## Exercise directions
Return every one of the entries below verbatim, line by line, without changing anything.
"""
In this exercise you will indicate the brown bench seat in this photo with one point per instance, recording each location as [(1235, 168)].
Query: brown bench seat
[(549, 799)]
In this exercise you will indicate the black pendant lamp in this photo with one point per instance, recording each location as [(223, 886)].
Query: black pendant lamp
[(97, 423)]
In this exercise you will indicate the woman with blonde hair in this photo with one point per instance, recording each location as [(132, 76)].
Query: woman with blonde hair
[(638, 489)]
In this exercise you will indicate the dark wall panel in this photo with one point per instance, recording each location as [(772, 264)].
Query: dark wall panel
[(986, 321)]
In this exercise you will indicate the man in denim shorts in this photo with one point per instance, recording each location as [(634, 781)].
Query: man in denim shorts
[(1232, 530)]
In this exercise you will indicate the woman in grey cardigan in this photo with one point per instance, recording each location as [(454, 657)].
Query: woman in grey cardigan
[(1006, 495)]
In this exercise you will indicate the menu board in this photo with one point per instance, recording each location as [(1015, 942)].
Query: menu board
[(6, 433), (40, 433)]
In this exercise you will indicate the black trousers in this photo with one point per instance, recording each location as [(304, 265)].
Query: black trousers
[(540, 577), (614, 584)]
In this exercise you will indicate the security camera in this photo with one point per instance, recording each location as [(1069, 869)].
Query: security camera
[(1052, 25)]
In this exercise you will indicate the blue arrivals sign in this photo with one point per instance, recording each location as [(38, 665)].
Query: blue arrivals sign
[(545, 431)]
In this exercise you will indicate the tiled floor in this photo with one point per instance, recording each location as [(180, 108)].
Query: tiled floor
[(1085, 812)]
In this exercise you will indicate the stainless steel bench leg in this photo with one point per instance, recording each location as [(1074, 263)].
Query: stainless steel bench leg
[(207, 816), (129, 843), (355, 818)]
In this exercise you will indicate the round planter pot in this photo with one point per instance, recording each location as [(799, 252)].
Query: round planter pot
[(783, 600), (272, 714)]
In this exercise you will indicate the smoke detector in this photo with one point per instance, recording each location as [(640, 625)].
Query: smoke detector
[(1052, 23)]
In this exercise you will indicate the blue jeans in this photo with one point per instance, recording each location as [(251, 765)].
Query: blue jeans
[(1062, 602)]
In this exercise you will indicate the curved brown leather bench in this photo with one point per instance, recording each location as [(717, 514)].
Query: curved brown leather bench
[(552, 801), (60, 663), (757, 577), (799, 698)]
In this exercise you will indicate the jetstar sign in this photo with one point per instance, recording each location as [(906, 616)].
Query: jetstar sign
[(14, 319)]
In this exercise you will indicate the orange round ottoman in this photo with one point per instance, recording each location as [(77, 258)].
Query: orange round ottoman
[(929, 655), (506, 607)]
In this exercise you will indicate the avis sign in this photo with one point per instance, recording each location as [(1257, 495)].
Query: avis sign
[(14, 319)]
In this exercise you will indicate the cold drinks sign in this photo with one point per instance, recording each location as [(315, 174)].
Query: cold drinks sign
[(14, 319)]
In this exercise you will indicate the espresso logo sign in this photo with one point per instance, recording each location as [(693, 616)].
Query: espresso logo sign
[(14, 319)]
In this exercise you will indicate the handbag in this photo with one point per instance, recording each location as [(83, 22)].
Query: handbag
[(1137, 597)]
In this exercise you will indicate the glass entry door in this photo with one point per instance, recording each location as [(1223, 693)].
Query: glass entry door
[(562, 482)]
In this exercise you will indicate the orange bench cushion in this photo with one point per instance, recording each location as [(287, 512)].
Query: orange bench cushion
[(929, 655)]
"""
## Answer in full
In this exercise you will indicate the brown bench seat in this photo with one point per instance, recording each location as [(1235, 168)].
Query: brown bench seat
[(549, 799)]
In this exercise you will indicate the black pendant lamp in this photo with one point per instance, recording each location as [(223, 886)].
Query: black pendant lamp
[(97, 423)]
In this exercise you will indicate the woman with blonde hair in this photo with one point per instance, recording each location as [(132, 76)].
Query: woman with blonde hair
[(638, 489)]
In this exercise you will indicate the dark wall panel in this photo with one point per instance, recording each location as [(772, 264)].
Query: dark wall panel
[(986, 321)]
In this exercise you will indicate the man in denim shorts in this photo with one point per instance, recording each location as [(634, 781)].
Query: man in denim shorts
[(1232, 530)]
In this exercise you will indicate the woman in grey cardigan in this photo with one point per instance, recording each location as [(454, 657)].
Query: woman in grey cardigan
[(1006, 495)]
In this exercise you will indicate the menu board in this photo with one point per instance, recording each location as [(1015, 942)].
Query: menu board
[(6, 433), (40, 433)]
In this exercise you will indicate the black trousers in this photo with one point per instance, recording each location as [(304, 265)].
Query: black trousers
[(540, 577), (614, 584)]
In this exercise you will indicate the security camera in this photo with one point per instance, recording each location as [(1069, 869)].
Query: security camera
[(1052, 25)]
In this exercise you will indicate the blue arrivals sign in this photo with one point per instance, recording each location as [(38, 665)].
Query: blue arrivals sign
[(545, 431)]
In this exercise you will indicate the tiled floor in this photo with one point per instance, recording each location as [(180, 108)].
Query: tiled floor
[(1085, 812)]
In this exercise you will indicate the stainless steel bench leg in this photo with one point per instance, recording each location as [(1074, 263)].
Query: stainless steel bench leg
[(207, 816), (129, 843), (355, 818)]
In this exercise you will indicate the round planter pot in this photo with one point per instance, recording each location as [(799, 252)].
Query: round planter pot
[(783, 600), (272, 714)]
In this exercise you will indicate the smoke detector in this photo with one point per instance, recording each location as [(640, 625)].
Query: smoke detector
[(1052, 23)]
In this exercise you will indicate the blue jeans in this photo with one point per instance, recording each location as [(251, 765)].
Query: blue jeans
[(1062, 602)]
In this exercise you will indicate the curved brown leather bench in this photo with one point per instance, recording each location as [(717, 514)].
Query: curved brown leather bench
[(552, 801), (60, 663), (757, 577), (799, 698)]
In this exercise you will indicate the jetstar sign in this photo with one point per instance, recording each location as [(906, 616)].
Query: jetstar sign
[(14, 319)]
In this exercise you will indicate the orange round ottoman in this photo with one point per instance, recording each location as [(77, 258)].
Query: orange round ottoman
[(929, 655), (506, 607)]
In this exercise you will indicate the avis sign in this photo with one point per instance, recording each location as [(1257, 495)].
Query: avis sign
[(14, 319)]
In this exercise you will indicate the cold drinks sign in this photo with one point per instance, recording each location as [(315, 174)].
Query: cold drinks sign
[(14, 319)]
In this exercise you will indicate the espresso logo sign in this photo with one point per instance, recording each location as [(693, 616)].
Query: espresso logo sign
[(14, 319)]
In this exercise you will indicate the handbag in this photo with one point per instance, recording each location as [(83, 22)].
Query: handbag
[(1137, 597)]
In this exercise you will indicate the glass entry door in this photo with one point per instance, recording each location as [(1223, 693)].
Query: glass entry door
[(562, 482)]
In this exercise you will indicate the orange bench cushion in this photo with one point per instance, recording each location as [(287, 512)].
Query: orange bench cushion
[(929, 655)]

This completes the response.